··· RECORDS SUPPLIED ···

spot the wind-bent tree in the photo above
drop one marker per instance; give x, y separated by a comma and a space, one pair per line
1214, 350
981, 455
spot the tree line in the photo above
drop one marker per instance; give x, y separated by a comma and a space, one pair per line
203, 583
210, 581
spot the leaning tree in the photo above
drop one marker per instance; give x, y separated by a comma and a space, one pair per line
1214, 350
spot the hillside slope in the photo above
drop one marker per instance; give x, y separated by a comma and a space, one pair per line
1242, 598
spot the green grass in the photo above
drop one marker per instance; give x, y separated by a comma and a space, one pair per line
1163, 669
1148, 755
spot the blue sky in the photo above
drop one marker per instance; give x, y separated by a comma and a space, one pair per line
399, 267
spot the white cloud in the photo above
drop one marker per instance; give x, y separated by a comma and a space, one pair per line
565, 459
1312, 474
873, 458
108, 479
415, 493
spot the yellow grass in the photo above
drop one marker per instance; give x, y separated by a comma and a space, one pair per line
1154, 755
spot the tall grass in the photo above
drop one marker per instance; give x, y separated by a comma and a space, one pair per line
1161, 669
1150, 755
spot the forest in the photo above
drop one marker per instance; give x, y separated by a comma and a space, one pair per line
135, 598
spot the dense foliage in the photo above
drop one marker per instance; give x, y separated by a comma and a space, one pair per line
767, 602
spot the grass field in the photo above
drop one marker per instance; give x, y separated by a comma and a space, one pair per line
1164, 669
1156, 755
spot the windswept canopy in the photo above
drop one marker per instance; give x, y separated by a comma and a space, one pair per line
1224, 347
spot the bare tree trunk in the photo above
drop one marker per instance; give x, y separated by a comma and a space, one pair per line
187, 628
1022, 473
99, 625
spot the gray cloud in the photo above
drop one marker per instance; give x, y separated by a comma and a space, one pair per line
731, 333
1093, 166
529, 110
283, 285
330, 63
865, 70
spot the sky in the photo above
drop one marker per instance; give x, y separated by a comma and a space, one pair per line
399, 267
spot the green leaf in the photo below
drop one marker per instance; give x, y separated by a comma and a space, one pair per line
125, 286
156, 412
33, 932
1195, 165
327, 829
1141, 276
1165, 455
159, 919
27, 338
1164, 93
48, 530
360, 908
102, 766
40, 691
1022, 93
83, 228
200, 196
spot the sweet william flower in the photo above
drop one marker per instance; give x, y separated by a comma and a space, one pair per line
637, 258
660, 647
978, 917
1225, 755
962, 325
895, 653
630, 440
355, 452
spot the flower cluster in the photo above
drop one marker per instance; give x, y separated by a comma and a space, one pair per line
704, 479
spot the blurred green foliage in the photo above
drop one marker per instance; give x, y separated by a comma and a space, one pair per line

···

PROBLEM:
Write out the lines above, starting at the line that contains "spot the sky in the photo above" and ending with the final line, and nothing else; copy them exactly.

RESPONSE BELOW:
spot the sky in the photo above
drop one marker per instance; give x, y separated by a comma and a space, one pair per line
399, 267
spot the green leaf in the photo below
drop one marker per instance; give x, y separated by a comma and a space, one pair per line
125, 286
156, 412
33, 932
1195, 165
327, 829
1141, 276
1165, 455
159, 919
27, 338
1164, 93
48, 530
360, 908
102, 766
40, 691
1022, 93
83, 228
200, 196
spot the sweet william flower in the photo above
drop one marker per instance; give x, y separated by a comma and a space, one pair per line
637, 258
660, 647
978, 917
1225, 755
962, 325
895, 653
630, 440
355, 452
spot the flower cluster in the photo above
drop one marker per instance; give x, y separated by a comma and a space, one pair per line
704, 479
spot the blurred green foliage in the photo above
drop one marker per instance; give x, y separated by a comma and a space, one pair per line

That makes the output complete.